Des Tchèques et des Slovaques dans les camps de prisonniers de guerre soviétiques

Goulag, photo : Public Domain

Moins connu que le Goulag, le GUPVI est un autre système de camps soviétiques destiné prioritairement aux prisonniers de guerre pendant la Deuxième Guerre mondiale et les années qui ont suivi. Quelques dizaines de milliers de Tchécoslovaques y ont été détenus, plusieurs milliers y sont morts. Des documents, mis à disposition par les Archives militaires de la Fédération de Russie (RGAV), vont désormais permettre à des chercheurs tchèques et slovaques de mieux connaître leur histoire.

Mettre la main sur les précieuses archives

Goulag,  photo : Public Domain
Personnalité connue de la région de Banská Bystrica, au cœur de la Slovaquie, et directeur du non moins fameux Musée du Soulèvement national slovaque (SNP), Stanislav Mičev était à Prague fin septembre pour remettre symboliquement la précieuse base de données aux collègues de l’Institut d’étude des régimes totalitaires (ÚSTR). « Vous voyez cette clef USB ? C’est la plus précieuse en Tchéquie et en Slovaquie », fanfaronne-t-il. Du côté, de l’institut tchèque, où un des axes de travail s’intéresse plutôt au système du Goulag, le directeur, Zdeněk Hazdra, n’est cependant pas mécontent de la collaboration tchéco-slovaque :

Zdeněk Hazdra,  photo : Šárka Ševčíková,  ČRo
« Au sein de notre institut, nos collègues s’intéressent depuis longtemps à la problématique du Goulag. Cela ne nous a pas empêché, quand nous avons rencontré Stanislav Mičev voici deux ans, de saluer cette initiative et de contribuer à l’obtention de cette base de données de ces Tchécoslovaques passés par cette autre administration pénitentiaire. Parce qu’en fait, ces projets sont liés et se complètent. On a d’ailleurs constaté que certaines personnes sont passées par le GUPVI puis par le Goulag, et inversement. »

Certains médias tchèques ont mis en avant le caractère inédit de cette ouverture par Moscou des archives soviétiques. En l’occurrence, il semble surtout que jamais par le passé des chercheurs tchèques ou slovaques n’aient sollicité l’accès à ces archives concernant le GUPVI. La copie et la numérisation de ces documents ont cependant eu un coût, au moins 1,2 millions de couronnes (50 000 euros). La clef USB de Stanislav Mičev n’est effectivement pas la plus abordable du marché.

Le GUPVI, un système de camps pour les prisonniers de guerre

Photo illustrative : Sergueï Piatakov,  RIA Novosti,  CC BY-SA 3.0
Les camps de travail forcé du Goulag, système fondé au début des années 1930 pour la détention des prisonniers politiques, est le plus célèbre des outils de l’appareil répressif soviétique. Le GUPVI en est un autre et il s’apparente par bien des aspects au Goulag. Il est lui aussi du ressort du Commissariat du peuple aux Affaires intérieures (NKVD) et les conditions de vie des détenus y sont souvent tout aussi exécrables.

Entrées de données recueillies:
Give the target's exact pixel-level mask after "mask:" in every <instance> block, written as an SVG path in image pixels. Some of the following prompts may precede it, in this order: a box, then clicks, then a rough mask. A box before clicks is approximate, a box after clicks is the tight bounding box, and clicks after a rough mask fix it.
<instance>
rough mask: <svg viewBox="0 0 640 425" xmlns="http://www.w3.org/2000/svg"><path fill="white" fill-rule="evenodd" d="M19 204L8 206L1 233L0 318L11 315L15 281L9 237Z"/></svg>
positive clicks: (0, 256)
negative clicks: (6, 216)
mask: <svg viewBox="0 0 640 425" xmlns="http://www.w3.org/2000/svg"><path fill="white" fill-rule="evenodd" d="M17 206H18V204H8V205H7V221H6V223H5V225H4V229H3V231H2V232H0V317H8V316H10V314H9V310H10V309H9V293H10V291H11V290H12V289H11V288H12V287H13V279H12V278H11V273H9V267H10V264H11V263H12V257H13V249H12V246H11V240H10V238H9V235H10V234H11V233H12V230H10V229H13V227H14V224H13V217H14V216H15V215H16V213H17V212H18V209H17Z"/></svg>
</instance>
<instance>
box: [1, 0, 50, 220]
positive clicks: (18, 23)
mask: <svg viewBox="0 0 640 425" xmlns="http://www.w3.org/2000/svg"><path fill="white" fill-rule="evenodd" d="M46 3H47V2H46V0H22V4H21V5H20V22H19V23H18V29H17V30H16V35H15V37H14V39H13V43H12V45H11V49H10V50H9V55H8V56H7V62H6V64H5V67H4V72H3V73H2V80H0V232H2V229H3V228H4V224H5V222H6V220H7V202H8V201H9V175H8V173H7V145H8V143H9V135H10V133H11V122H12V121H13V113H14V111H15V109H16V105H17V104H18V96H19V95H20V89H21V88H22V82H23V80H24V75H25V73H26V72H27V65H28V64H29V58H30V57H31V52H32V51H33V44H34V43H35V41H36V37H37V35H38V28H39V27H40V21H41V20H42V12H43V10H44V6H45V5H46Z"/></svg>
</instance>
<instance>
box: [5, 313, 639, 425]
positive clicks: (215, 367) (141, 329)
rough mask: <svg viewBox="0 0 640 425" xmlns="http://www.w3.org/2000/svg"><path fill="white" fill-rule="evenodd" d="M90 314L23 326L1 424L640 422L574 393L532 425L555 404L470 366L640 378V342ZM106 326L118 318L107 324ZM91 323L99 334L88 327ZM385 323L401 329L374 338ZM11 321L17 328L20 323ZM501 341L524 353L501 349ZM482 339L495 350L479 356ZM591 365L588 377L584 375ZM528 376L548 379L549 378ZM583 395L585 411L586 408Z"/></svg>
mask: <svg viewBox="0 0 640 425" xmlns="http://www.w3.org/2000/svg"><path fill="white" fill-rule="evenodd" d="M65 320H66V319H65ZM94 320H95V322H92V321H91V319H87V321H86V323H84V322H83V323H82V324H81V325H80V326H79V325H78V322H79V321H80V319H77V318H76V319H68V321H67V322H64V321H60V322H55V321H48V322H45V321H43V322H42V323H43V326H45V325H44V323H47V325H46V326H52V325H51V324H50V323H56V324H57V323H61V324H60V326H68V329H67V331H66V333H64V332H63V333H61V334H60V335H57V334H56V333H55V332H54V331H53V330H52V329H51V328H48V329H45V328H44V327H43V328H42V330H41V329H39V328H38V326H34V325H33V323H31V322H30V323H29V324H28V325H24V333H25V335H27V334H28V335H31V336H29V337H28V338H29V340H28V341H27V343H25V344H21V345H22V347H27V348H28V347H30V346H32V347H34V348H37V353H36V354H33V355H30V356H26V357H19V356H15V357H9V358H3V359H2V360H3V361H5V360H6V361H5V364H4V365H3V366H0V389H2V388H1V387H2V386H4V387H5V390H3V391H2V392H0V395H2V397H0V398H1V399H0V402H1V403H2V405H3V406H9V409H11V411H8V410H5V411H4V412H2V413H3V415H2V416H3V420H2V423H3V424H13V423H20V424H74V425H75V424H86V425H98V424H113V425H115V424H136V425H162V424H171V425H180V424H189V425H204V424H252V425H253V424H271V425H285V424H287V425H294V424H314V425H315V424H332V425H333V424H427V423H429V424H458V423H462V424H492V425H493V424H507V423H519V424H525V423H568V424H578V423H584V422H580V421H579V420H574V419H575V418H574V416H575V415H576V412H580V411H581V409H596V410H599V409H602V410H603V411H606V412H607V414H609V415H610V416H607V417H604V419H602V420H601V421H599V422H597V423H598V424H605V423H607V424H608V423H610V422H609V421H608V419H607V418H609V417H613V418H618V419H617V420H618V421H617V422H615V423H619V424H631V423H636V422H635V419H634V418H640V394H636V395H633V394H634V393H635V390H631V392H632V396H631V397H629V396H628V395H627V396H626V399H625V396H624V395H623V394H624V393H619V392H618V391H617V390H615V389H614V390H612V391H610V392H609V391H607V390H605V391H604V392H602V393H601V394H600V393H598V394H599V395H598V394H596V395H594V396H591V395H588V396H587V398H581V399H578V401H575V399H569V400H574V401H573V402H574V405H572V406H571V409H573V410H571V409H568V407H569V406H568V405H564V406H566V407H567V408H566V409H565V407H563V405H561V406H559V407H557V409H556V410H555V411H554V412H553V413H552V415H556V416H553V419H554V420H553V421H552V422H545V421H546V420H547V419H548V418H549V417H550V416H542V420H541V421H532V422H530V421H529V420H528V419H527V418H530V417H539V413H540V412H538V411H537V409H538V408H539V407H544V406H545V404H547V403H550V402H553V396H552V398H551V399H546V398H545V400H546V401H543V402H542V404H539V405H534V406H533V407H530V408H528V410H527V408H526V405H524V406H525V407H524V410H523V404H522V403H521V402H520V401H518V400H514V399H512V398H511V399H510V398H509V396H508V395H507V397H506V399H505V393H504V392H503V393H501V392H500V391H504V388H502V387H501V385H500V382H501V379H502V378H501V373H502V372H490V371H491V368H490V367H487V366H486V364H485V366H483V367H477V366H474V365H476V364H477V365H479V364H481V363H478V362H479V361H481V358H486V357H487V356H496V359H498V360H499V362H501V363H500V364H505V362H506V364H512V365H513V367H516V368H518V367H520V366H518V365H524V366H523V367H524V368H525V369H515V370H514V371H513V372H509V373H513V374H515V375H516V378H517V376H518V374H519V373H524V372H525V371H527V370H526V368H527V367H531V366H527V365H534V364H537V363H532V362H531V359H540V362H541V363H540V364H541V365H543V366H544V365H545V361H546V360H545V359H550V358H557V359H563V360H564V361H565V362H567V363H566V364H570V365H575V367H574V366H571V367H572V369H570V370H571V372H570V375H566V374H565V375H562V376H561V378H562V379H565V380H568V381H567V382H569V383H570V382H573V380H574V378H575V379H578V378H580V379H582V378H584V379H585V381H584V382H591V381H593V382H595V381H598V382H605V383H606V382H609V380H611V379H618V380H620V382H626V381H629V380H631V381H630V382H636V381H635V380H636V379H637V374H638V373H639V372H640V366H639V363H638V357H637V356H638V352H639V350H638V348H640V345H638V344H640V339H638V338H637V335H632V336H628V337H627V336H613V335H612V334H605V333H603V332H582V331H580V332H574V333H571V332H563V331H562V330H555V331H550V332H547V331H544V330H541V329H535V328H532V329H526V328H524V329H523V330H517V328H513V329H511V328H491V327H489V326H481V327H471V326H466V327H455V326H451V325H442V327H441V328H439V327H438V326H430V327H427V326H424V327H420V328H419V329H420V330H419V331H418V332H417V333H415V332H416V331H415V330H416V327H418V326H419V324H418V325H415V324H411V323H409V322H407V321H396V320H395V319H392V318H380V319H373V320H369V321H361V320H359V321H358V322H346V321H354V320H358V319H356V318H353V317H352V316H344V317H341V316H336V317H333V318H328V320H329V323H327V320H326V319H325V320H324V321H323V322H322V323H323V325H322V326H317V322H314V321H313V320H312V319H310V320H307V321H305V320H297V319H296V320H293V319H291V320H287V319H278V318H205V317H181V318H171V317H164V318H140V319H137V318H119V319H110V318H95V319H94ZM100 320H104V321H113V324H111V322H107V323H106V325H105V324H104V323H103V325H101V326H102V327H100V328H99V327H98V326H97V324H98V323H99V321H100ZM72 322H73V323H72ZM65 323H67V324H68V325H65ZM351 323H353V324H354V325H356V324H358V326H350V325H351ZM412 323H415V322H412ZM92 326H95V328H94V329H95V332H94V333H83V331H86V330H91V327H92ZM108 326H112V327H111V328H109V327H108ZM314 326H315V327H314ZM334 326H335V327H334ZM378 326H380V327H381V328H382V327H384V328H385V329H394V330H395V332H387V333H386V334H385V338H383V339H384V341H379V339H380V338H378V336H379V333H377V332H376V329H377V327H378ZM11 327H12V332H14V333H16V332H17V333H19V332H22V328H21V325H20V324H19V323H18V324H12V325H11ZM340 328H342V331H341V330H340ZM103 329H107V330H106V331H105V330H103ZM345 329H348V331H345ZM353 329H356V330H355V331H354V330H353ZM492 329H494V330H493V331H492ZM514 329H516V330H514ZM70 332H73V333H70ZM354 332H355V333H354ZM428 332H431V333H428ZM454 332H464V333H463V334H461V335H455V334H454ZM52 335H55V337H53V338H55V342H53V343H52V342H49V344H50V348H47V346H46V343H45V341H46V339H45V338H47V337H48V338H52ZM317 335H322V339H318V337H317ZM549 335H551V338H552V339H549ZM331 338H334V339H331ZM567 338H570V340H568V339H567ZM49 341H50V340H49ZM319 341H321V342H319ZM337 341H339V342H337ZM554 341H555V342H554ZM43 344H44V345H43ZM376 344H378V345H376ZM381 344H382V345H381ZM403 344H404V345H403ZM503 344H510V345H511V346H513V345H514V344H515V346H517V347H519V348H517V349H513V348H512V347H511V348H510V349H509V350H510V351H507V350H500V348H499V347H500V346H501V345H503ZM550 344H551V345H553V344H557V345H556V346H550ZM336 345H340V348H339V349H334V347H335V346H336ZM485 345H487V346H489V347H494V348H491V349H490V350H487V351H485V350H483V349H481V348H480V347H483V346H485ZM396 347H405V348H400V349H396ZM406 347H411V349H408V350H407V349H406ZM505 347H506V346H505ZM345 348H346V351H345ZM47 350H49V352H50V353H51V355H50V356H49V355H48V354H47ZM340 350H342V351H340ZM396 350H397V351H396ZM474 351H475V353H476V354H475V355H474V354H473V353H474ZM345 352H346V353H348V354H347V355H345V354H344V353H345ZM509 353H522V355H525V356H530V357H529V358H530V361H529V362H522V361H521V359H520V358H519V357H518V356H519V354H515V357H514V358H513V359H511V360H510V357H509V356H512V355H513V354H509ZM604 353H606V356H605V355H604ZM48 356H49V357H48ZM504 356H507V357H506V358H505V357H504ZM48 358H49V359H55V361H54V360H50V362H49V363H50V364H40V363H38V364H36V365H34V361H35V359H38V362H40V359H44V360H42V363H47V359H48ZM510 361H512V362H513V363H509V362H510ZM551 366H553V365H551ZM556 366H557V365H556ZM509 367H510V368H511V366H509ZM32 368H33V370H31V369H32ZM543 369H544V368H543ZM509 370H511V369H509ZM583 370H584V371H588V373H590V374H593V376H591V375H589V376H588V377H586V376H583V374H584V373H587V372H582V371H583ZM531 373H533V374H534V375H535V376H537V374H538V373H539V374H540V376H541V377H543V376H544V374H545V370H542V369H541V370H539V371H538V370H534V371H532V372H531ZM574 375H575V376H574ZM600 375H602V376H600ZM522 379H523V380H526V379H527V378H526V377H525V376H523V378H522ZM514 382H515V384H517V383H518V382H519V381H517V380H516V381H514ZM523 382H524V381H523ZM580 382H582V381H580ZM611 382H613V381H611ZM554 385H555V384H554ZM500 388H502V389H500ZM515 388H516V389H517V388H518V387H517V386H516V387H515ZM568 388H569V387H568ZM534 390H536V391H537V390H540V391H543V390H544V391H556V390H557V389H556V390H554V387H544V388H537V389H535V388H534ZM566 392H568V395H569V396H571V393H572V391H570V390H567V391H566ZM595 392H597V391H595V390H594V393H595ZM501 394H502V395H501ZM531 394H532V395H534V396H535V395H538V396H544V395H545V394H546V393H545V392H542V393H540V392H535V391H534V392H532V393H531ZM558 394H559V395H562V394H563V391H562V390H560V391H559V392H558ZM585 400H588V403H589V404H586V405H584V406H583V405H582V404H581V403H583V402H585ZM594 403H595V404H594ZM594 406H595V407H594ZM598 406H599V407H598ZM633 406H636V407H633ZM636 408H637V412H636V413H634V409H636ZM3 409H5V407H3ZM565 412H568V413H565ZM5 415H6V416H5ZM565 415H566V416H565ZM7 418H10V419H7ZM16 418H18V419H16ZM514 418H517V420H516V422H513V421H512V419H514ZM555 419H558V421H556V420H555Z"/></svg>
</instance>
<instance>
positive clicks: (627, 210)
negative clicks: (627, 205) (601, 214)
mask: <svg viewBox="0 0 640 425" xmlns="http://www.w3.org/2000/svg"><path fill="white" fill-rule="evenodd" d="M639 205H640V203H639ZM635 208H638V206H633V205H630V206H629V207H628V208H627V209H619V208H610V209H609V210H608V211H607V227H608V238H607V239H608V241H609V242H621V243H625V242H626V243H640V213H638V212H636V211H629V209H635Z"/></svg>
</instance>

_CONSIGNE_
Recopiez mot pour mot l'extrait de l'article sur les Tchécoslovaques détenus au GUPVI, en commençant à « Le GUPVI, un » et en terminant à « tout aussi exécrables. ».

_RÉSULTAT_
Le GUPVI, un système de camps pour les prisonniers de guerre

Photo illustrative : Sergueï Piatakov,  RIA Novosti,  CC BY-SA 3.0
Les camps de travail forcé du Goulag, système fondé au début des années 1930 pour la détention des prisonniers politiques, est le plus célèbre des outils de l’appareil répressif soviétique. Le GUPVI en est un autre et il s’apparente par bien des aspects au Goulag. Il est lui aussi du ressort du Commissariat du peuple aux Affaires intérieures (NKVD) et les conditions de vie des détenus y sont souvent tout aussi exécrables.